[TASK DESCRIPTION]:
Once you find the line containing "Target: man's face", please retype it and every line after it to the end of the entries, exactly and with nothing added.

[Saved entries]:

————————

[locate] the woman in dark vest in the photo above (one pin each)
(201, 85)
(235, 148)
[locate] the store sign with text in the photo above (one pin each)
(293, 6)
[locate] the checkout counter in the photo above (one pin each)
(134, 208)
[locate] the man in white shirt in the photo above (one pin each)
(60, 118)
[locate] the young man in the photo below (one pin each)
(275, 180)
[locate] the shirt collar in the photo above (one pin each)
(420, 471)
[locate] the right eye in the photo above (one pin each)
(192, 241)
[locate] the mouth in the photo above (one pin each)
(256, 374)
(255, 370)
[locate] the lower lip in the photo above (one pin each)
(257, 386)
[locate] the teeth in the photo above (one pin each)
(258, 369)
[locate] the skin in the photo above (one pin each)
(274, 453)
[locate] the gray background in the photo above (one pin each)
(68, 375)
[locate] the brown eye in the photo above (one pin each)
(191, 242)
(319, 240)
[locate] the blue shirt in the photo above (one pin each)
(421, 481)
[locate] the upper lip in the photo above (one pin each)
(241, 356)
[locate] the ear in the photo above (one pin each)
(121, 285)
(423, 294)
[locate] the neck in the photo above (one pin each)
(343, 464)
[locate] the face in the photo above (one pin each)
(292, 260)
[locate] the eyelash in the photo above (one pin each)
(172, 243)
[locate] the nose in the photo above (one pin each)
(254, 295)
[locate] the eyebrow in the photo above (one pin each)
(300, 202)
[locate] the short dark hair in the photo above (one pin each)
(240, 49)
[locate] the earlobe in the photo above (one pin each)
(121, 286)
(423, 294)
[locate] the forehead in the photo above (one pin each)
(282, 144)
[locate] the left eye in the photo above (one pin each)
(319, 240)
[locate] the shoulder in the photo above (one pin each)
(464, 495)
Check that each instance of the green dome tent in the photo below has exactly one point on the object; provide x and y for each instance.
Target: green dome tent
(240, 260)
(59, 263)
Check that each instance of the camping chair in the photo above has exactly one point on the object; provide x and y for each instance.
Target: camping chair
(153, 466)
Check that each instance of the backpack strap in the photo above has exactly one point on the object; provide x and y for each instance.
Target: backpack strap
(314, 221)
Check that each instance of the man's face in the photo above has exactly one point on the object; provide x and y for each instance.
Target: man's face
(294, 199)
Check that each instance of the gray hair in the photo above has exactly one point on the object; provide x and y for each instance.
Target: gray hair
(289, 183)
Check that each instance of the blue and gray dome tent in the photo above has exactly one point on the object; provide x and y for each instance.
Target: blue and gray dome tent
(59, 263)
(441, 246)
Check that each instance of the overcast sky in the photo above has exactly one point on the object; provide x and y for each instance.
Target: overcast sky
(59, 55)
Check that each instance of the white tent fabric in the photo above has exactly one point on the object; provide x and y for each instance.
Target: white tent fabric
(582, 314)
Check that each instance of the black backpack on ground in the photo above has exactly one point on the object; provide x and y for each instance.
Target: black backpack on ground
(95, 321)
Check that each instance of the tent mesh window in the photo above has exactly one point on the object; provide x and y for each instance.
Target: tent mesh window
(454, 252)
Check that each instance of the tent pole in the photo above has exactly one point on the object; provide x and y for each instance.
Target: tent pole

————————

[RESULT]:
Target: man's face
(294, 199)
Check that each instance of the gray hair in the photo above has exactly one point on the object; provide x and y for each instance.
Target: gray hair
(289, 183)
Check that each instance of the blue and gray dome tent in the photo above has exactly one point on the object; provide x and y for each instance.
Target: blue and gray dome tent
(59, 263)
(441, 246)
Check that each instance of the overcast sky in the photo above has exactly one point on the object; provide x and y for each instance.
Target: overcast sky
(59, 55)
Check that each instance of the white tent fabric in the photo above has exactly one point on the object; provide x and y for each instance.
Target: white tent fabric
(582, 314)
Check that each instance of the black backpack on ground in the photo above has exactly one point on the object; provide x and y for each instance.
Target: black backpack on ground
(95, 321)
Check that each instance of the tent mesh window in the photo above has exactly one point on the object; provide x and y for each instance.
Target: tent mesh window
(454, 252)
Check that each instance of the tent pole in the photo above has exactly one point on the object; provide x and y for each instance.
Target: tent pole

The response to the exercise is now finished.